* [O que fazer]
a) Responda a estas perguntas com base no texto sobre a tecnocracia:
(i) Que cargo Joshua Haldeman ocupava na Technocracy Incorporated do Canadá?
(ii) Quais três exemplos o texto dá do que esses indivíduos têm recursos suficientes para fazer?
(iii) Segundo o texto, o que acompanha a diminuição da privacidade?
b) Copie do texto sobre a tecnocracia o trecho que abre com as palavras que contêm "Vamos começar examinando" e fecha com "do Crédito Social.".
c) Liste todas as pessoas mencionadas pelo nome no texto sobre a tecnocracia.
##### Trecho
Agora que entendemos um pouco da história da Tecnocracia e algumas das ideias que ela propôs, precisamos examinar o mundo de hoje para notar a influência Tecnocrática (ou Tecnetrônica se você preferir).

Vamos começar examinando as empresas mais ricas e os CEOs mais influentes. Esses indivíduos dirigem empresas que acumularam grandes quantias de riqueza financeira, bem como quantidades insondáveis de dados digitais sobre todos os seus clientes. De Jeff Bezos da Amazon, Bill Gates da Microsoft, Mark Zuckerberg do Facebook, Elon Musk da Tesla e os nomes menos conhecidos do Google, Apple e outros, esses são os tecnocratas do início da década de 2020. Curiosamente, Musk parece estar trilhando um caminho semelhante ao de seu avô, Joshua Haldeman, que era diretor de pesquisas da Technocracy Incorporated do Canadá e presidente nacional do Partido do Crédito Social.

Esses homens e seus colegas em várias indústrias tecnológicas exercem um imenso poder por meio de suas empresas, riqueza e influência cultural. Esses indivíduos têm dinheiro, recursos e conexões suficientes para moldar as eleições, fazer a geoengenharia do clima e causar quedas no mercado de ações, para citar alguns exemplos. Eles são a classe tecnocrata de hoje.

Quero lembrar ao leitor em potencial do futuro que esses nomes podem não significar nada para você neste momento — eles podem de fato ser relíquias de um passado há muito morto. Quaisquer que sejam os nomes das corporações, CEOs e governos que desempenham esse papel, as preocupações e as possíveis soluções permanecem as mesmas. Se a tecnologia continuar a avançar exponencialmente, então é provável que a tendência para a vigilância também continue e, com a diminuição da privacidade, uma diminuição das liberdades gerais. É isso que buscamos superar.
##########
##### Linhas apresentadas
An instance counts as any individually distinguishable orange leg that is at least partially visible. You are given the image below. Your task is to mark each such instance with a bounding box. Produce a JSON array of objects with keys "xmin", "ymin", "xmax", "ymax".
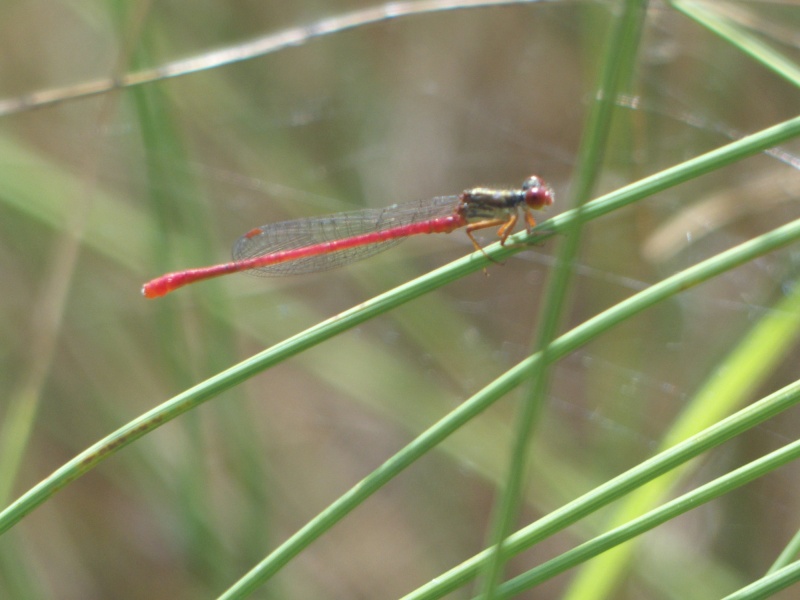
[
  {"xmin": 525, "ymin": 210, "xmax": 536, "ymax": 233},
  {"xmin": 467, "ymin": 219, "xmax": 507, "ymax": 258}
]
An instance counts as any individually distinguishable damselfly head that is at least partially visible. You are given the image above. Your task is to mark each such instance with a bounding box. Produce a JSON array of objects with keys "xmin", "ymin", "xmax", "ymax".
[{"xmin": 522, "ymin": 175, "xmax": 554, "ymax": 210}]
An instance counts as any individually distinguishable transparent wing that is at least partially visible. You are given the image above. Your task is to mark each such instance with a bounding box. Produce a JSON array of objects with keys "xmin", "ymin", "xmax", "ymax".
[{"xmin": 233, "ymin": 196, "xmax": 458, "ymax": 277}]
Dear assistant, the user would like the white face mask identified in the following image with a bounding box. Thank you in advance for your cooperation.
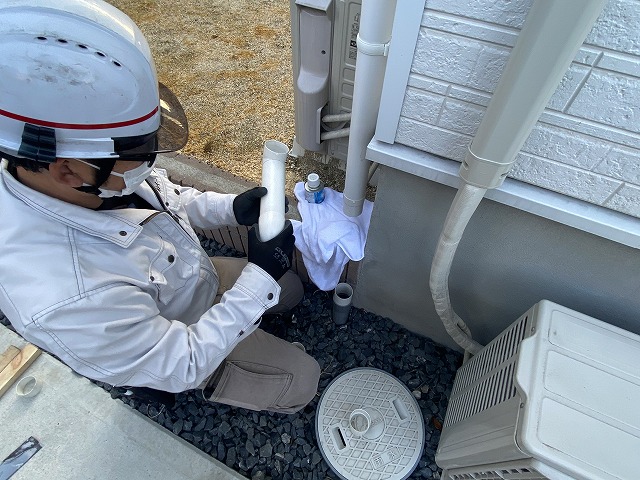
[76,158,153,198]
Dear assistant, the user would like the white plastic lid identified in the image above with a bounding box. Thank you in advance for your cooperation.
[316,368,424,480]
[307,173,320,188]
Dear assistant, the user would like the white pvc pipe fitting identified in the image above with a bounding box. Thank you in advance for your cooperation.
[331,283,353,325]
[258,140,289,242]
[16,375,42,397]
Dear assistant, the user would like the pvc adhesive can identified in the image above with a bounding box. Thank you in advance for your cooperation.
[304,173,324,203]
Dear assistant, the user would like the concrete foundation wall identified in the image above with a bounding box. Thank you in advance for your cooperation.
[354,166,640,348]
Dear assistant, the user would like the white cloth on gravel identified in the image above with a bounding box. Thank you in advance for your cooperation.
[291,182,373,291]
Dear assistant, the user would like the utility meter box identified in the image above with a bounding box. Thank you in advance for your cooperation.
[290,0,362,160]
[436,300,640,480]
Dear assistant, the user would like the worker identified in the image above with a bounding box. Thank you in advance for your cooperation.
[0,0,320,413]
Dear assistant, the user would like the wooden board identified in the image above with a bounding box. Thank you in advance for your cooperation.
[0,343,42,397]
[0,345,20,372]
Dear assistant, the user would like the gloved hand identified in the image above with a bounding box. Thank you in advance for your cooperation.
[233,187,267,227]
[247,220,296,281]
[233,187,289,227]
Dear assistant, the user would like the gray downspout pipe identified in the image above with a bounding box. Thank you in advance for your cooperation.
[429,0,606,354]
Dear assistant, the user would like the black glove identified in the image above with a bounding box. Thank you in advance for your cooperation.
[233,187,267,227]
[248,220,296,281]
[233,187,289,227]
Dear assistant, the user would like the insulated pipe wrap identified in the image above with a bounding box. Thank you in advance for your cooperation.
[258,140,289,242]
[429,184,486,354]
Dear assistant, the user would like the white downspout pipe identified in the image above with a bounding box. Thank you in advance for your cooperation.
[342,0,397,217]
[429,0,606,354]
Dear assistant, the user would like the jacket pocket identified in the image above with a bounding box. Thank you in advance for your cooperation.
[149,241,195,305]
[210,362,292,410]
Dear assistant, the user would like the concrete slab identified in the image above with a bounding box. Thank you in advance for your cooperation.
[0,325,245,480]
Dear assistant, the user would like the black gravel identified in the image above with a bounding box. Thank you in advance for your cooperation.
[0,237,462,480]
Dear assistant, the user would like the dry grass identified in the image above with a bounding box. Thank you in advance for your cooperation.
[108,0,344,193]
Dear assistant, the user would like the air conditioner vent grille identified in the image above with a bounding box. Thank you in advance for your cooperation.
[444,315,529,427]
[443,466,547,480]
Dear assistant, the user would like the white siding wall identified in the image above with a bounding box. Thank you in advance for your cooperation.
[395,0,640,217]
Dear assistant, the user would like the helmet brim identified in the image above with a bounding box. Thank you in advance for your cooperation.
[113,82,189,157]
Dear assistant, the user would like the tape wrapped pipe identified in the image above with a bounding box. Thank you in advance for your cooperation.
[258,140,289,242]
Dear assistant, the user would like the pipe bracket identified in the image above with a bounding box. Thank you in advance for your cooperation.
[356,33,391,57]
[460,146,515,189]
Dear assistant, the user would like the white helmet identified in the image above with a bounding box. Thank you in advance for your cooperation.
[0,0,188,163]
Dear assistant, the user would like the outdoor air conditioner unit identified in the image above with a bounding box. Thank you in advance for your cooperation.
[290,0,362,161]
[436,300,640,480]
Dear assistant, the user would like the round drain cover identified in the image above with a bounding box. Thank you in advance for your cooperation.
[316,368,424,480]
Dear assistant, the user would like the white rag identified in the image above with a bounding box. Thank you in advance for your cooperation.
[291,182,373,291]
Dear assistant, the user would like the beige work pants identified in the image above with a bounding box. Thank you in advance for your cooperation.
[204,257,320,413]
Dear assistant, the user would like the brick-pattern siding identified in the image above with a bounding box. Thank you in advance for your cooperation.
[396,0,640,217]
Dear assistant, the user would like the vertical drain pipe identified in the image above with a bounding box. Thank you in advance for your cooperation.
[342,0,397,217]
[429,0,606,354]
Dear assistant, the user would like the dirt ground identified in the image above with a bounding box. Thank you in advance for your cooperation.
[108,0,344,194]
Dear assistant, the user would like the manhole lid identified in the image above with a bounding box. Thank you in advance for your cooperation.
[316,368,424,480]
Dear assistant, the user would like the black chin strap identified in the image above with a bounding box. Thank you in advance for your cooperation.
[76,158,118,195]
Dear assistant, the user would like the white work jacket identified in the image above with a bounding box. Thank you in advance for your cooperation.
##########
* [Respostas por tarefa]
a)
(i) Diretor de pesquisas.
(ii) Moldar as eleições, fazer a geoengenharia do clima e causar quedas no mercado de ações.
(iii) Uma diminuição das liberdades gerais.

b)
Vamos começar examinando as empresas mais ricas e os CEOs mais influentes. Esses indivíduos dirigem empresas que acumularam grandes quantias de riqueza financeira, bem como quantidades insondáveis de dados digitais sobre todos os seus clientes. De Jeff Bezos da Amazon, Bill Gates da Microsoft, Mark Zuckerberg do Facebook, Elon Musk da Tesla e os nomes menos conhecidos do Google, Apple e outros, esses são os tecnocratas do início da década de 2020. Curiosamente, Musk parece estar trilhando um caminho semelhante ao de seu avô, Joshua Haldeman, que era diretor de pesquisas da Technocracy Incorporated do Canadá e presidente nacional do Partido do Crédito Social.

c)
Jeff Bezos
Bill Gates
Mark Zuckerberg
Elon Musk
Joshua Haldeman